┌────────
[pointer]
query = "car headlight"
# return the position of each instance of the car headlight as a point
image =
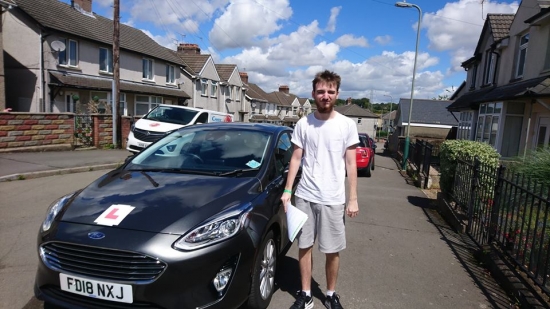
(217, 229)
(53, 210)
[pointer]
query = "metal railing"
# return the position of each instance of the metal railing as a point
(510, 210)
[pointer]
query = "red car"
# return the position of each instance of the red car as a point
(365, 154)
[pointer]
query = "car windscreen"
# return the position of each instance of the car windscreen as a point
(207, 150)
(171, 115)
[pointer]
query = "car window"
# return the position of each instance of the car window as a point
(206, 150)
(283, 153)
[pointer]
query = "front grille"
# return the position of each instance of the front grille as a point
(70, 298)
(148, 136)
(101, 263)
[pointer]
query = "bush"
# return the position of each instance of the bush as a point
(535, 165)
(452, 150)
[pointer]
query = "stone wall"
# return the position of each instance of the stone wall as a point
(22, 130)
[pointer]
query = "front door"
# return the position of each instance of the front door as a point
(542, 133)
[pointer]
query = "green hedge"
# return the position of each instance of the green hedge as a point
(452, 150)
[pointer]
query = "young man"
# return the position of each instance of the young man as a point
(326, 140)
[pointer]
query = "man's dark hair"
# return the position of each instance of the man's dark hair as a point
(327, 77)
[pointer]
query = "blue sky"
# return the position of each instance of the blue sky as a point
(370, 43)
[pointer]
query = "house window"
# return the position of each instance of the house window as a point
(170, 74)
(237, 94)
(146, 103)
(104, 100)
(105, 60)
(473, 77)
(465, 125)
(488, 122)
(147, 69)
(69, 56)
(490, 66)
(523, 42)
(214, 89)
(204, 87)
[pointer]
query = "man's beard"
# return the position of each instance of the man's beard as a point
(324, 109)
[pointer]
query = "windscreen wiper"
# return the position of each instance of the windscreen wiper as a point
(237, 172)
(175, 170)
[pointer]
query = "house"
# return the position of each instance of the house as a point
(262, 108)
(388, 120)
(507, 103)
(429, 119)
(213, 86)
(366, 120)
(57, 55)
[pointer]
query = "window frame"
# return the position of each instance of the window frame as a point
(170, 74)
(109, 58)
(148, 65)
(204, 87)
(64, 57)
(522, 55)
(214, 89)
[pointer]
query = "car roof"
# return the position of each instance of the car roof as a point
(265, 127)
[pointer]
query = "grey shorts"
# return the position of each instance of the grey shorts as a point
(324, 221)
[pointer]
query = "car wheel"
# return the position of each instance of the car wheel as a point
(263, 278)
(368, 170)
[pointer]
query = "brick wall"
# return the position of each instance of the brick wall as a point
(18, 130)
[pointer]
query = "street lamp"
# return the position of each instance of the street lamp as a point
(407, 139)
(391, 102)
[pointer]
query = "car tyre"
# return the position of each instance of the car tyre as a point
(263, 277)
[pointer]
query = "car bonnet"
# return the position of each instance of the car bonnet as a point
(156, 201)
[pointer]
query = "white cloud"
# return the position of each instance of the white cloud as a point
(331, 25)
(348, 40)
(383, 40)
(244, 23)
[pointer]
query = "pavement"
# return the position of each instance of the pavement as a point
(27, 165)
(402, 253)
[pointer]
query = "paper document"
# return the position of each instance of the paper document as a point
(295, 220)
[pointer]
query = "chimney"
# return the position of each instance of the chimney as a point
(189, 49)
(244, 77)
(284, 89)
(84, 5)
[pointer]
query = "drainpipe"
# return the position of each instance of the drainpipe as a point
(528, 129)
(42, 92)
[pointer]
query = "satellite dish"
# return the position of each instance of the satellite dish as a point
(58, 46)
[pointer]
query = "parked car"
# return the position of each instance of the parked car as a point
(193, 221)
(165, 118)
(365, 154)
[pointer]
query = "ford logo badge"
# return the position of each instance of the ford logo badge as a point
(96, 235)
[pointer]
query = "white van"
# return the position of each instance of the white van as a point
(165, 118)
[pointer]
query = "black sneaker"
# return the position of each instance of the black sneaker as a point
(302, 301)
(333, 302)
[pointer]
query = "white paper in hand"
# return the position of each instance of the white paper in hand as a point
(295, 220)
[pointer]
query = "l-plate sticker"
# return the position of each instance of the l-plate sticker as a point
(114, 215)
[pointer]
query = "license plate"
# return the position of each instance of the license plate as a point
(96, 289)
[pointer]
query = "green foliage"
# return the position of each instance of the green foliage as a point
(535, 165)
(452, 150)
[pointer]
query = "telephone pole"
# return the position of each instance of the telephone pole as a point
(117, 136)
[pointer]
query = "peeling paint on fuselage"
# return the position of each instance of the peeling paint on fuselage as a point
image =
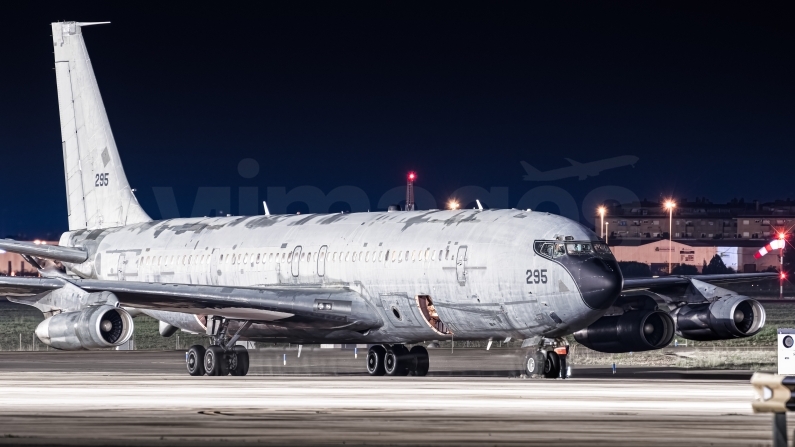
(388, 258)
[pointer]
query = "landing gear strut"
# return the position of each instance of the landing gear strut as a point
(548, 359)
(397, 360)
(222, 358)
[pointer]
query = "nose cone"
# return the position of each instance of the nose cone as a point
(599, 280)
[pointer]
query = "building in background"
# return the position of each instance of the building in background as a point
(701, 229)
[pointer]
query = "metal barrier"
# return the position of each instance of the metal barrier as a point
(775, 394)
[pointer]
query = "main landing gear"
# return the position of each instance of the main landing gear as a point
(222, 358)
(397, 360)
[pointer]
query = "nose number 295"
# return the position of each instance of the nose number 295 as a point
(537, 276)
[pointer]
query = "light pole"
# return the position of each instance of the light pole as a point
(670, 205)
(782, 275)
(602, 225)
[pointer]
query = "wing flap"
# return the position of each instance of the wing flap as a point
(674, 282)
(55, 252)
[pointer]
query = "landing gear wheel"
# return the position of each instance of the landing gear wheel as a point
(194, 359)
(534, 363)
(421, 361)
(552, 365)
(238, 361)
(375, 360)
(397, 361)
(215, 361)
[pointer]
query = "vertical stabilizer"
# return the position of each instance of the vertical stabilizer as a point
(97, 192)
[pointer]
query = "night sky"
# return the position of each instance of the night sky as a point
(330, 94)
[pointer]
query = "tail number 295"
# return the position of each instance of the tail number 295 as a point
(101, 179)
(537, 276)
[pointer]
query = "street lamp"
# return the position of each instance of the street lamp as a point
(783, 237)
(670, 205)
(602, 225)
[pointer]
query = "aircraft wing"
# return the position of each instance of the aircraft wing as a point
(55, 252)
(672, 283)
(337, 307)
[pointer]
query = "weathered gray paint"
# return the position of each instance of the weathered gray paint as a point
(478, 286)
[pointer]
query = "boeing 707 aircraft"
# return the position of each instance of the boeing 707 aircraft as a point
(577, 169)
(387, 279)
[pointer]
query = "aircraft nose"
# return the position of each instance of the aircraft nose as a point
(600, 280)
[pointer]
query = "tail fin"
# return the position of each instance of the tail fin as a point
(97, 192)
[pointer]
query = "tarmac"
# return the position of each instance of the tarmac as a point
(323, 398)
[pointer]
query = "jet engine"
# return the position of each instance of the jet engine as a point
(725, 318)
(637, 330)
(95, 327)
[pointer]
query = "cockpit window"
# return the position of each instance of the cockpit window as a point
(579, 248)
(554, 249)
(560, 250)
(602, 249)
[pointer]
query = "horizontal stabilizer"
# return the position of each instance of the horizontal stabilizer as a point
(54, 252)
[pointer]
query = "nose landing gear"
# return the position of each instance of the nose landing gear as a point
(548, 359)
(397, 360)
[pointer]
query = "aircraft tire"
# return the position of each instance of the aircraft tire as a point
(375, 360)
(215, 361)
(240, 366)
(552, 365)
(421, 360)
(194, 359)
(397, 361)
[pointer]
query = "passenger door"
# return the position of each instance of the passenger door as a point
(296, 261)
(460, 265)
(122, 265)
(321, 261)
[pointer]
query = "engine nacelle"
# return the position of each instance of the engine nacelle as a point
(95, 327)
(726, 318)
(637, 330)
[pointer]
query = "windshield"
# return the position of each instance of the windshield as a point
(554, 249)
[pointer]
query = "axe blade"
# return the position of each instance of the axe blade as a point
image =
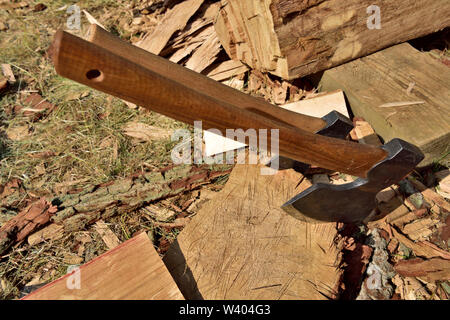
(353, 202)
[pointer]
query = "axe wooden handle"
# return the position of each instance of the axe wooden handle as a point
(148, 86)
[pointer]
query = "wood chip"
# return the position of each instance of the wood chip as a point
(158, 213)
(145, 132)
(444, 183)
(430, 270)
(174, 20)
(400, 104)
(7, 72)
(107, 235)
(178, 223)
(226, 70)
(422, 248)
(365, 134)
(52, 232)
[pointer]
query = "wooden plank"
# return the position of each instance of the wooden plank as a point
(387, 77)
(133, 271)
(241, 245)
(176, 19)
(292, 39)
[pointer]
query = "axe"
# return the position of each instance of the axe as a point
(130, 73)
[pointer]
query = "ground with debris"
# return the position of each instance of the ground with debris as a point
(64, 143)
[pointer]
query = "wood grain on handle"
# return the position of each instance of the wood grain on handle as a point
(200, 83)
(103, 70)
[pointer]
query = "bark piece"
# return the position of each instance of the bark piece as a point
(205, 54)
(422, 248)
(52, 232)
(365, 133)
(241, 245)
(320, 105)
(26, 222)
(174, 20)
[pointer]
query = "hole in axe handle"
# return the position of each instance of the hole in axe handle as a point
(94, 75)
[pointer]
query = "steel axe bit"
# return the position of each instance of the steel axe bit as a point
(188, 98)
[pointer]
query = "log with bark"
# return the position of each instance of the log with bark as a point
(295, 38)
(80, 208)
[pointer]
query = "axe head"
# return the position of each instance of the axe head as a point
(353, 202)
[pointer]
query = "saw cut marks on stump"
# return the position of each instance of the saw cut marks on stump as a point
(242, 245)
(131, 271)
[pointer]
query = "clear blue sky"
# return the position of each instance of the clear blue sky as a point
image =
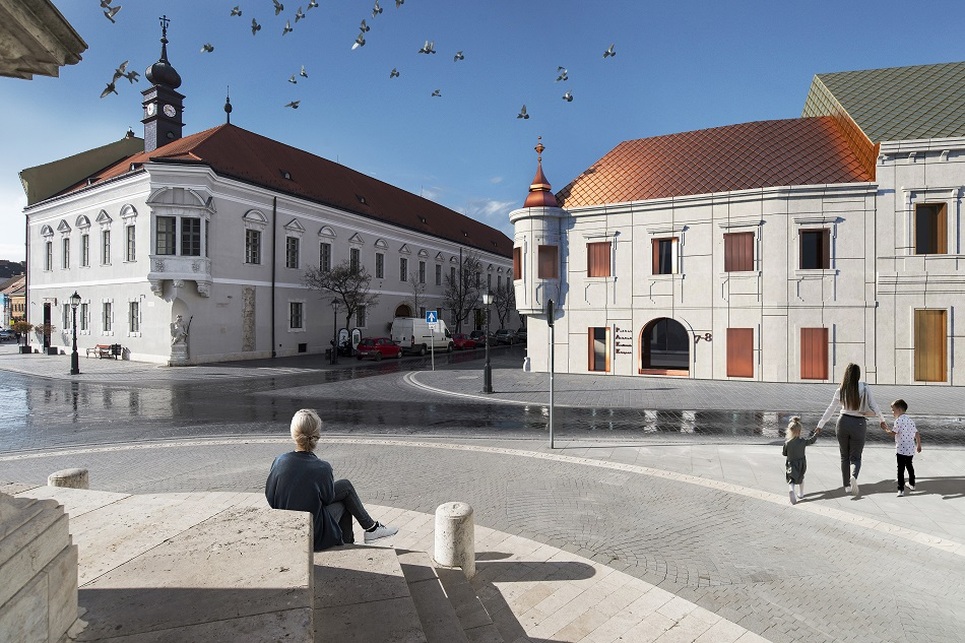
(680, 66)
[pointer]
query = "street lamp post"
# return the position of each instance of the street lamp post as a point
(487, 369)
(334, 331)
(74, 361)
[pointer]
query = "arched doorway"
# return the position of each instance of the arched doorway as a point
(665, 348)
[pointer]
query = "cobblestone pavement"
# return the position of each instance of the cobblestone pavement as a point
(705, 517)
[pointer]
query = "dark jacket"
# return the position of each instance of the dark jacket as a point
(301, 481)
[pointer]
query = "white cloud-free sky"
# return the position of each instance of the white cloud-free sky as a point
(680, 66)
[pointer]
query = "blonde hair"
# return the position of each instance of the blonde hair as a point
(306, 429)
(793, 429)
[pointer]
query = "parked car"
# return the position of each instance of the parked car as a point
(463, 341)
(377, 348)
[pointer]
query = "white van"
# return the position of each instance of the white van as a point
(414, 335)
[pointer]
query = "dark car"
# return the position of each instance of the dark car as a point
(377, 348)
(462, 341)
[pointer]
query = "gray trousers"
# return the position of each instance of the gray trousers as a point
(850, 431)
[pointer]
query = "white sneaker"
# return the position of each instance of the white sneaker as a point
(380, 531)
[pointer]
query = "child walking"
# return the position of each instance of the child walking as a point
(797, 464)
(907, 442)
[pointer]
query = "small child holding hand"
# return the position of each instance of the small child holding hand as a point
(797, 464)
└────────
-- PROMPT --
Count the lines in the entries where the string "peeling" appears, and report only the number.

-- EXERCISE SOLUTION --
2